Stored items
^^^^^^^^

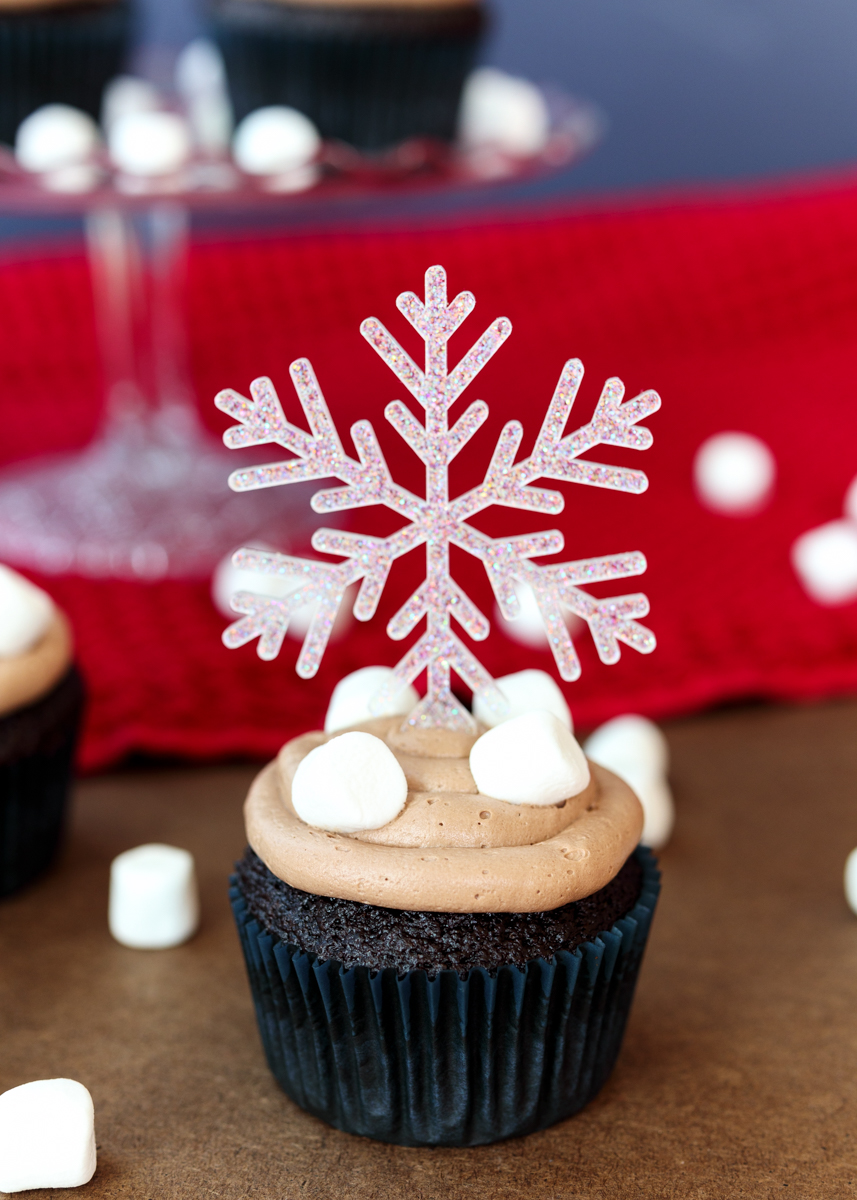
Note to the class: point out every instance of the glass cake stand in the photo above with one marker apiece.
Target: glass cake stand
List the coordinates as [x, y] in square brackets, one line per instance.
[148, 499]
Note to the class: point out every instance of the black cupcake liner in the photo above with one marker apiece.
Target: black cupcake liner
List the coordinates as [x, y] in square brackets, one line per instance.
[36, 760]
[63, 54]
[372, 77]
[448, 1061]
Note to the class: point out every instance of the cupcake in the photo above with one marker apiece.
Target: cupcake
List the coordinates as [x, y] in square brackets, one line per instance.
[371, 73]
[457, 973]
[58, 53]
[41, 700]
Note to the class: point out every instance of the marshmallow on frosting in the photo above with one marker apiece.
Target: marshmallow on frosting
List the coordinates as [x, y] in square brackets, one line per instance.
[351, 783]
[525, 691]
[25, 613]
[349, 703]
[532, 759]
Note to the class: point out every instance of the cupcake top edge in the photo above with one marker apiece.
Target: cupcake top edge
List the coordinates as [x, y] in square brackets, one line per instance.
[36, 643]
[450, 849]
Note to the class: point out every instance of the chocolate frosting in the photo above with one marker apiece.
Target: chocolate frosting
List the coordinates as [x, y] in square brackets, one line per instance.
[451, 849]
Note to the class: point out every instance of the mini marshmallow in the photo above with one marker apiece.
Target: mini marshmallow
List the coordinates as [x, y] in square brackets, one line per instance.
[526, 691]
[275, 139]
[349, 703]
[635, 749]
[25, 613]
[351, 783]
[47, 1135]
[733, 473]
[149, 143]
[851, 881]
[532, 759]
[154, 901]
[825, 559]
[55, 136]
[503, 111]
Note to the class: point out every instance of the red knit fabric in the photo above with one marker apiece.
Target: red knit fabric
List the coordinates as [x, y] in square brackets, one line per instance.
[741, 312]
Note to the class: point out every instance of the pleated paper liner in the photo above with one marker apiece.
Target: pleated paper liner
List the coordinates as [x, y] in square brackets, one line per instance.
[447, 1061]
[60, 54]
[372, 78]
[36, 761]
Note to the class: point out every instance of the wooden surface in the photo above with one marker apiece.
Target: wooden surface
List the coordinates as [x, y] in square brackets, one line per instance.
[738, 1077]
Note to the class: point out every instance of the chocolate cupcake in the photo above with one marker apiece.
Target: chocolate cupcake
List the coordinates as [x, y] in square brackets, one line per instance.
[461, 972]
[58, 53]
[41, 700]
[371, 73]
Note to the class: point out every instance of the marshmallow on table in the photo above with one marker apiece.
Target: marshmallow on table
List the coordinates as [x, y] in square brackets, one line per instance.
[47, 1135]
[525, 691]
[825, 559]
[275, 139]
[154, 901]
[150, 143]
[733, 473]
[349, 703]
[55, 136]
[352, 783]
[851, 881]
[532, 759]
[502, 111]
[635, 749]
[25, 612]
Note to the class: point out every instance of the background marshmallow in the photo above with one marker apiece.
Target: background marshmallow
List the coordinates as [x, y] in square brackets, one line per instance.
[532, 759]
[635, 749]
[348, 784]
[55, 136]
[274, 139]
[25, 612]
[349, 703]
[47, 1135]
[526, 691]
[154, 900]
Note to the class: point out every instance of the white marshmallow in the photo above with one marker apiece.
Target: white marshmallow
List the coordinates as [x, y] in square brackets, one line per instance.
[825, 559]
[532, 759]
[275, 139]
[733, 473]
[149, 143]
[47, 1135]
[154, 901]
[125, 95]
[351, 783]
[851, 881]
[635, 749]
[503, 111]
[349, 703]
[25, 613]
[526, 691]
[55, 136]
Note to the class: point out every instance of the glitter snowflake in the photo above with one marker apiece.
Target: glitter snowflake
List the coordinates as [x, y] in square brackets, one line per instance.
[436, 521]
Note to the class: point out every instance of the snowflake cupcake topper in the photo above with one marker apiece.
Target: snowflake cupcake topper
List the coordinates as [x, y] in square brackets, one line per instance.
[435, 520]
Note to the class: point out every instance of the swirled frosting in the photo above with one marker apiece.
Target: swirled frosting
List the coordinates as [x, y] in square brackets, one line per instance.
[451, 849]
[29, 676]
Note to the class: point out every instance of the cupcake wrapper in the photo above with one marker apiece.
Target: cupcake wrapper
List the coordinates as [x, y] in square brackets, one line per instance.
[59, 55]
[36, 760]
[445, 1061]
[372, 79]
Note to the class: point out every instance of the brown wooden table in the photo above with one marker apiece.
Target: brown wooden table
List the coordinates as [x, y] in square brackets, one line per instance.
[738, 1077]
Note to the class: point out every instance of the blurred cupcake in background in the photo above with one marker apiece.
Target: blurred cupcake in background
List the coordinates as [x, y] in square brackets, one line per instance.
[58, 53]
[41, 700]
[371, 73]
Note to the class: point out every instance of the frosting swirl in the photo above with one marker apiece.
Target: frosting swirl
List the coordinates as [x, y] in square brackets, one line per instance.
[451, 849]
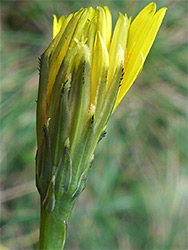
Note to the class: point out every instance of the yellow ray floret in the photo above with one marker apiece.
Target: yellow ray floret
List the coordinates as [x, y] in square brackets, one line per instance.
[142, 33]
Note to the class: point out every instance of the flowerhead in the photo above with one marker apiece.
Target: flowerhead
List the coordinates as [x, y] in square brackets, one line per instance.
[84, 74]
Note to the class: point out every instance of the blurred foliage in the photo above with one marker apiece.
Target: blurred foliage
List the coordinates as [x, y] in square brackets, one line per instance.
[137, 190]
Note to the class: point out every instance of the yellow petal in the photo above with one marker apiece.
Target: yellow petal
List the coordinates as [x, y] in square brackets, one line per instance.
[108, 26]
[142, 34]
[92, 13]
[100, 64]
[118, 46]
[57, 25]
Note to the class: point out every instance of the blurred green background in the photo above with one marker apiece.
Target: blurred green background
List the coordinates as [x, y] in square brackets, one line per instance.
[138, 187]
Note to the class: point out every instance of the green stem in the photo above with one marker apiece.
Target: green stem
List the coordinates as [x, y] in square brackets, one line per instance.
[53, 225]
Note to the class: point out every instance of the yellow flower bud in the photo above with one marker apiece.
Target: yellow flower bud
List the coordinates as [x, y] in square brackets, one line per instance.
[84, 74]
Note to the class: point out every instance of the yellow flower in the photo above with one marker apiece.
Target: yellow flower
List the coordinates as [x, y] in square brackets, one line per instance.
[84, 74]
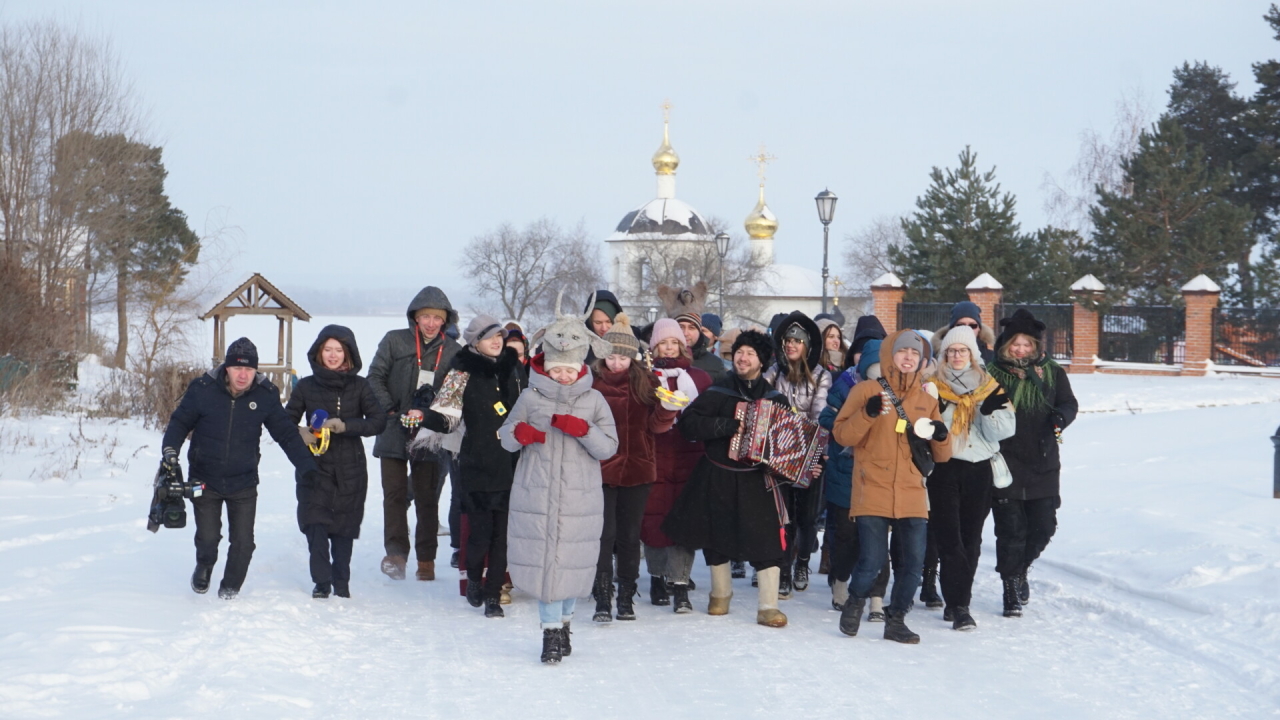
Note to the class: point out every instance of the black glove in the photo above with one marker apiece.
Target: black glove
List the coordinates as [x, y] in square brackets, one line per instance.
[995, 401]
[940, 431]
[874, 405]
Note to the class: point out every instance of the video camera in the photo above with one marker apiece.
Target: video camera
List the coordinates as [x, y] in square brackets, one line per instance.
[167, 504]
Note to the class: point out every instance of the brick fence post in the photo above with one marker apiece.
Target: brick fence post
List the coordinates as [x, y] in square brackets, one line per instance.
[986, 292]
[1086, 324]
[1201, 296]
[887, 292]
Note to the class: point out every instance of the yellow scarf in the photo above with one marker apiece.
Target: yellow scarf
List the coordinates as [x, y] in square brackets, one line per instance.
[965, 404]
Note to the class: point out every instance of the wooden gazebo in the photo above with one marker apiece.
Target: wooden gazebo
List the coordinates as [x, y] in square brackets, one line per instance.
[257, 296]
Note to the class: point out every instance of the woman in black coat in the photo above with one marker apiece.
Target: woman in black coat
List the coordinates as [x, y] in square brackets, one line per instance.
[332, 506]
[1025, 511]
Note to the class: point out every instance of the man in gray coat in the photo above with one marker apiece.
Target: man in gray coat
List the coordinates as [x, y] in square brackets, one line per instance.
[406, 360]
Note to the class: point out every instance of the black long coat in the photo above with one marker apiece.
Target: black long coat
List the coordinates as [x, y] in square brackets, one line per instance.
[337, 496]
[726, 505]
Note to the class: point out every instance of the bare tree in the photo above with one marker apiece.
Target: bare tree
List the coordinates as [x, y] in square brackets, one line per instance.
[526, 268]
[1068, 203]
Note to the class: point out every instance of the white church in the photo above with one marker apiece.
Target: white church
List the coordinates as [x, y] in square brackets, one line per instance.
[675, 229]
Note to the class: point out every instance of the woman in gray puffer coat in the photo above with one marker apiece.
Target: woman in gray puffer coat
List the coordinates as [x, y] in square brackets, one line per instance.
[563, 429]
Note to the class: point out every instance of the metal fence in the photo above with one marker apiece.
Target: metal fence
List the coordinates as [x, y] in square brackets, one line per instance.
[1143, 333]
[1059, 327]
[1247, 336]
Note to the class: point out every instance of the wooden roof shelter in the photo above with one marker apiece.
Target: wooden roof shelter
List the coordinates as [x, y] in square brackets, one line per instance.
[257, 296]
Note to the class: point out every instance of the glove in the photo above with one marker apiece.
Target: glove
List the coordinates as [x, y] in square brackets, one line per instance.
[529, 434]
[874, 405]
[995, 401]
[570, 424]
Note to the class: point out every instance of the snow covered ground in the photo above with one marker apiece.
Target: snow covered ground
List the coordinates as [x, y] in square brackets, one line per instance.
[1160, 597]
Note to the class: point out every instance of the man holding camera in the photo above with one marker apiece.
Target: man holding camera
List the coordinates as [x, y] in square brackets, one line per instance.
[224, 411]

^^^^^^^^

SET PROBLEM: Rewrite the listing from the line with "Note to the class: point out every instance of the metal" through its end, changing "glove" to "mitten" and leaving everything else as is. Give only those lines.

CORRECT RESULT:
Note to the class: point out every instance of the metal fence in the photo above with one marker apiece.
Target: metal fence
List the coordinates as [x, y] in square brackets, one line per instance.
[1143, 333]
[1059, 327]
[1247, 336]
Note to the class: point out every instance of the wooden roof shelter in the photo above with one marker apiece.
Target: wooden roof shelter
List the coordinates as [x, y] in square brackets, one line per instance.
[257, 296]
Note to the class: point out every instance of the mitten in the photo above with one marker apiece.
Target: mitten
List the coordinates as [x, y] in square brackets, one line per instance.
[529, 434]
[874, 405]
[995, 401]
[570, 424]
Note to the class: point out every instance of the snow covered ground in the photo above with one marker apiece.
Target: snow covered ground
List the coordinates as [x, y] in square brackets, one line per instance.
[1160, 597]
Note to the class: point out every instance of the man holding camera in the photo above with one marker apiece.
Target: man holding camera
List the coordinates as [x, y] in square brackets, one line per instance.
[224, 411]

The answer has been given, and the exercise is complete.